--- Begin Data excerpts ---

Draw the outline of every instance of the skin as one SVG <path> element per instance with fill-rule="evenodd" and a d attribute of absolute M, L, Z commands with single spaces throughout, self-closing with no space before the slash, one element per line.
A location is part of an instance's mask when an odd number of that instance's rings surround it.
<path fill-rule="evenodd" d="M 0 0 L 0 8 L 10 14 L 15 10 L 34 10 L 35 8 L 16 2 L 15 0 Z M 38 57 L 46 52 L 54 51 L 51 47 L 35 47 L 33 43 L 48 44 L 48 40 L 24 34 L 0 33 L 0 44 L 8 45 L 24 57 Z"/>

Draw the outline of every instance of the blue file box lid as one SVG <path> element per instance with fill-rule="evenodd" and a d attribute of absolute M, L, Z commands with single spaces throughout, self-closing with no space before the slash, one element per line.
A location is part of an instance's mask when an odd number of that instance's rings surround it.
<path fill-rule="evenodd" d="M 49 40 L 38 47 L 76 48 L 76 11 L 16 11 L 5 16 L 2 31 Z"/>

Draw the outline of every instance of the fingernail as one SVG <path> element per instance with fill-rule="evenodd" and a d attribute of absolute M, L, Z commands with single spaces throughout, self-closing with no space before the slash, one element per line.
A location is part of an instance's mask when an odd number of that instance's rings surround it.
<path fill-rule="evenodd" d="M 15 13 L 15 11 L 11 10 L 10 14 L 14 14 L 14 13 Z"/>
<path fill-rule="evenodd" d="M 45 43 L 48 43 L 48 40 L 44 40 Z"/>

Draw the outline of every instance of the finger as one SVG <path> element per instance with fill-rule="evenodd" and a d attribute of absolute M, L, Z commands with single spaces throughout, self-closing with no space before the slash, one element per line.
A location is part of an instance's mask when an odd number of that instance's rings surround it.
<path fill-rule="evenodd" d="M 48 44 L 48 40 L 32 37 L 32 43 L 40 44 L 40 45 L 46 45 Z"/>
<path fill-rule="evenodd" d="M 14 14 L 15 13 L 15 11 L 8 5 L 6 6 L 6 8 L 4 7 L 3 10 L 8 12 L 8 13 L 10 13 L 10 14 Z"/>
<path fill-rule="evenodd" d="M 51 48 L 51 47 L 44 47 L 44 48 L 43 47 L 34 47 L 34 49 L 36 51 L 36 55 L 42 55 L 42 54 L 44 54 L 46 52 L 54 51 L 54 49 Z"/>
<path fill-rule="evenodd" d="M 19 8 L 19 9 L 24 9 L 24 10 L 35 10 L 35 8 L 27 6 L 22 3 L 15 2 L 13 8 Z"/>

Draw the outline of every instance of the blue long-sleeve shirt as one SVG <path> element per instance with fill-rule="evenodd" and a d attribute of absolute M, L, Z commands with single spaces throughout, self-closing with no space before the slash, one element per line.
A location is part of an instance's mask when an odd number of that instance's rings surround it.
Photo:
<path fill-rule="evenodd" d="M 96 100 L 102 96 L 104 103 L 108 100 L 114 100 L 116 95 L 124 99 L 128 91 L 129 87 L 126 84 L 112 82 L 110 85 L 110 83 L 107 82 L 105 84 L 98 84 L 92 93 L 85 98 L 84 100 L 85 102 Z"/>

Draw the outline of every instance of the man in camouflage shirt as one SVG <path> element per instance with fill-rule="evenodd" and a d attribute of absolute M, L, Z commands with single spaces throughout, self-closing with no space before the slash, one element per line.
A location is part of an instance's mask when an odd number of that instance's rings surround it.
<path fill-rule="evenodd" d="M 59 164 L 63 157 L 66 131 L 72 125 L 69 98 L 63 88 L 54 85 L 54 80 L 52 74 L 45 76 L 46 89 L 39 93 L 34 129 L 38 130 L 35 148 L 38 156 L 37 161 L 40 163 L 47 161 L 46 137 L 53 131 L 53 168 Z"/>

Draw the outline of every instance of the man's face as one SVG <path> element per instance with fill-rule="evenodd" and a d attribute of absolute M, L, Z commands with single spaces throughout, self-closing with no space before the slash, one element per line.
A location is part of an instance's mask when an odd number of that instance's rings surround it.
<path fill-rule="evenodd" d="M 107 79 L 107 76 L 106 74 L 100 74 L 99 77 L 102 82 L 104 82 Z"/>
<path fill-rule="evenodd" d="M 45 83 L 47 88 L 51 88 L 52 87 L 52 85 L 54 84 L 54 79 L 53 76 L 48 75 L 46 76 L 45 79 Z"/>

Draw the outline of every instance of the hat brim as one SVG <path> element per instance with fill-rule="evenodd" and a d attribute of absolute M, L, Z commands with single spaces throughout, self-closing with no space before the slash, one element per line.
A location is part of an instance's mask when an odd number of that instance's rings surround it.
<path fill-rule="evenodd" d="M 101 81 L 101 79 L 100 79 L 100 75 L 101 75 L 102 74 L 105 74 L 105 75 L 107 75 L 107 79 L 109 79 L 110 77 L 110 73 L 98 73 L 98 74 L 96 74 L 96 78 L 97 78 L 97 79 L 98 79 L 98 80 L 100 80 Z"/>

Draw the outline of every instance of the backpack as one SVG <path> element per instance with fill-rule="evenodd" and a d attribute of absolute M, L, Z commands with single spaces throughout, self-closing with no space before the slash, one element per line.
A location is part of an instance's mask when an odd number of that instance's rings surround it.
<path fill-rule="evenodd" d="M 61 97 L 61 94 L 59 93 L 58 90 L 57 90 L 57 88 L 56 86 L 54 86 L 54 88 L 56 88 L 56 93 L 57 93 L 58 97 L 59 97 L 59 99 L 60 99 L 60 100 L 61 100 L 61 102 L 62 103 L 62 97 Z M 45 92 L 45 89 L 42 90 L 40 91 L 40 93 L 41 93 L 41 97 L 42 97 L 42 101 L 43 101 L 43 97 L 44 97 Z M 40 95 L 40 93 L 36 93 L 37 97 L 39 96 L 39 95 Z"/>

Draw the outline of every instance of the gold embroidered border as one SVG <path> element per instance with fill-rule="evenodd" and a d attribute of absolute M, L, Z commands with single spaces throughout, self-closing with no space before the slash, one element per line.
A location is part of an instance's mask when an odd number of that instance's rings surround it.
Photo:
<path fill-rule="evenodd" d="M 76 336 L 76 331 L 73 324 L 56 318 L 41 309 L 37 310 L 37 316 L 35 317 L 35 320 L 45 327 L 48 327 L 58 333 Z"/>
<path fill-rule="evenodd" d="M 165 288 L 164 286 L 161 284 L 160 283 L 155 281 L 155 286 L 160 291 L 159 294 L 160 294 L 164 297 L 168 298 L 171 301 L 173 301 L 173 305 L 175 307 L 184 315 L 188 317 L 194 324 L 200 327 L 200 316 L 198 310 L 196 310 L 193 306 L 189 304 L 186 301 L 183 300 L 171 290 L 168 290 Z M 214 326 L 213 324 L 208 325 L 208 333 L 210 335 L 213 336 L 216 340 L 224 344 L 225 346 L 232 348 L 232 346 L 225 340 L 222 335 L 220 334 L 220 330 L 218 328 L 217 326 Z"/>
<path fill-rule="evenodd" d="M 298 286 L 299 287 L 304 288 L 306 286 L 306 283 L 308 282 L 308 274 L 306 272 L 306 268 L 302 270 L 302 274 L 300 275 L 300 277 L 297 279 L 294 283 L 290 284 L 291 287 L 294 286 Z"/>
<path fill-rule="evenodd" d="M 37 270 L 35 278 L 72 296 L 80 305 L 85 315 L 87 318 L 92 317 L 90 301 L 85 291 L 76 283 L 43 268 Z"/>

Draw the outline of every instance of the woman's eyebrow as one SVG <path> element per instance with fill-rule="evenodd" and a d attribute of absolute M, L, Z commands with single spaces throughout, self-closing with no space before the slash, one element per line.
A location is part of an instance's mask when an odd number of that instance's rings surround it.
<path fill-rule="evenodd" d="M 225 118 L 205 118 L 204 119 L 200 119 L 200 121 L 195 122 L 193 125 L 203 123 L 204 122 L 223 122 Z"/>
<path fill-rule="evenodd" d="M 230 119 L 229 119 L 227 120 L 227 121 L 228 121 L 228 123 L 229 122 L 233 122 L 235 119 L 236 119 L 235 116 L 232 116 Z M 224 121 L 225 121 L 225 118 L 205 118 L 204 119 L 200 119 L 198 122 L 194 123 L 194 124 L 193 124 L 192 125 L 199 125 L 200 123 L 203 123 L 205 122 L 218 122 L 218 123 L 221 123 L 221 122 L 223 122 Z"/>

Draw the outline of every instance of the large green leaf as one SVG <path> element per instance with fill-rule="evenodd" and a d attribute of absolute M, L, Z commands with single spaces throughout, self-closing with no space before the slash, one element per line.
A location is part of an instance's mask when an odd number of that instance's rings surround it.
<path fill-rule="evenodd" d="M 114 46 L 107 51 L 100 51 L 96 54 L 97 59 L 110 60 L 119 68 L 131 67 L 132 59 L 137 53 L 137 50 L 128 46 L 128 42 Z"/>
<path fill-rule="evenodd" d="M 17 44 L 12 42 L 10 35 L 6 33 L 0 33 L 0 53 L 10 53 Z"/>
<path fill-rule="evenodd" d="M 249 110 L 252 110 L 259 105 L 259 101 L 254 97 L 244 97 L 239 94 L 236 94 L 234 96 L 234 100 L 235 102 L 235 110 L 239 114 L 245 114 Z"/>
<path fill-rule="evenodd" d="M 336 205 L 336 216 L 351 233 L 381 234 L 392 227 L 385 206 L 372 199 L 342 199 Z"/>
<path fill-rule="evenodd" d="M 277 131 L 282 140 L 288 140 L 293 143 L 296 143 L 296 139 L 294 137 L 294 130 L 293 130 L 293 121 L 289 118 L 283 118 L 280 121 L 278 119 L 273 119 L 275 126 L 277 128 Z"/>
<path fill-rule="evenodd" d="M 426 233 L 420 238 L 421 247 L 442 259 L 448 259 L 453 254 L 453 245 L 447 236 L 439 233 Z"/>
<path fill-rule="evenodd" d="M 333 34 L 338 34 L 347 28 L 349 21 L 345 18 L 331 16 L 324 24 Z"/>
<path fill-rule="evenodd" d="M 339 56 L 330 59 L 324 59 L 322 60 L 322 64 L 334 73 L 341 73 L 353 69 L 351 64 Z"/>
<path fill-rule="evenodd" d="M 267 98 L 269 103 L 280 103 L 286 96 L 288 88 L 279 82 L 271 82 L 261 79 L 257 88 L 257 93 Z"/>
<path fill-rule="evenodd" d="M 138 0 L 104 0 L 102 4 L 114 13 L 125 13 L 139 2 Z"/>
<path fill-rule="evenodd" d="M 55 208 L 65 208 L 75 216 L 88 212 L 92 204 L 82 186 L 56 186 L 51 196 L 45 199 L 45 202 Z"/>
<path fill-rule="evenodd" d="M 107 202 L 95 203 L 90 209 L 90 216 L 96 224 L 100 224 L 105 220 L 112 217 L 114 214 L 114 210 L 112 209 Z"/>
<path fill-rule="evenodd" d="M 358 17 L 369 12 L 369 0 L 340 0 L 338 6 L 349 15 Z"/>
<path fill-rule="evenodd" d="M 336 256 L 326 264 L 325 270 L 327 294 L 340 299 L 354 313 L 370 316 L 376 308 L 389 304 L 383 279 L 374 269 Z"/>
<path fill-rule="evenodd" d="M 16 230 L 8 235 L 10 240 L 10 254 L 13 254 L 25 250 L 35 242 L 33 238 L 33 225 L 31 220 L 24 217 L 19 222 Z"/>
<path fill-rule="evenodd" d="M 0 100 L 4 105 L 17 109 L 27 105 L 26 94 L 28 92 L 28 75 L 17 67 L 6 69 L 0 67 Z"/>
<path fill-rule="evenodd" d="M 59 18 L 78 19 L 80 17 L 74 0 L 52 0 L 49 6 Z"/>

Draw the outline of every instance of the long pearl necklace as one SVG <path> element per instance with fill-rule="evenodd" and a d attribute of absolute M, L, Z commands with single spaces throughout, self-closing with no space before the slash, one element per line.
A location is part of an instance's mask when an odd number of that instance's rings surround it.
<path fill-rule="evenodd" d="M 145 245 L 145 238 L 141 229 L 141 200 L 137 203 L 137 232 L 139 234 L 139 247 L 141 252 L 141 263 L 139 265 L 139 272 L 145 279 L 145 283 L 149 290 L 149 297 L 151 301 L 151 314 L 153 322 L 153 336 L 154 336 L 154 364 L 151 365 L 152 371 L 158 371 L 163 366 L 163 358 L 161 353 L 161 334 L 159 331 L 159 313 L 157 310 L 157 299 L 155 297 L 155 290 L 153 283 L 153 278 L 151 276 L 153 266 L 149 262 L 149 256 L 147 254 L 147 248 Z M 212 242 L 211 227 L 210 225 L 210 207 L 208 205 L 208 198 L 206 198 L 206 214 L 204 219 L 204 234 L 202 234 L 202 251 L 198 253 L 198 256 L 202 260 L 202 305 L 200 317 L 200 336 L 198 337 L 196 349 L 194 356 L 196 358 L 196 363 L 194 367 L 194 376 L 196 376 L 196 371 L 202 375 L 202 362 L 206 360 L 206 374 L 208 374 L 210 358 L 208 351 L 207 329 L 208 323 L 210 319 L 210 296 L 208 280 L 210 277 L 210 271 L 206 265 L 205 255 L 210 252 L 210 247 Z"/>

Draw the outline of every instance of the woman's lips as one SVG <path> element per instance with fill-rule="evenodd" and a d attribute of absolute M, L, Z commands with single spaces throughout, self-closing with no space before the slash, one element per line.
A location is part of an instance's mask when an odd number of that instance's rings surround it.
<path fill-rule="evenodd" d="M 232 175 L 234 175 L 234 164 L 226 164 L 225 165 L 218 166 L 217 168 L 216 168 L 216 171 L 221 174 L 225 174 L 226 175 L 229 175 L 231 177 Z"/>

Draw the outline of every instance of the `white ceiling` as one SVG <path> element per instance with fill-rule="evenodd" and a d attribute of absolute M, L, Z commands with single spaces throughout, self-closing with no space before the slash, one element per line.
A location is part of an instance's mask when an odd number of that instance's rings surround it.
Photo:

--- End Data excerpts ---

Count the lines in the material above that contain the string "shirt", and give only that number.

- Written response: 2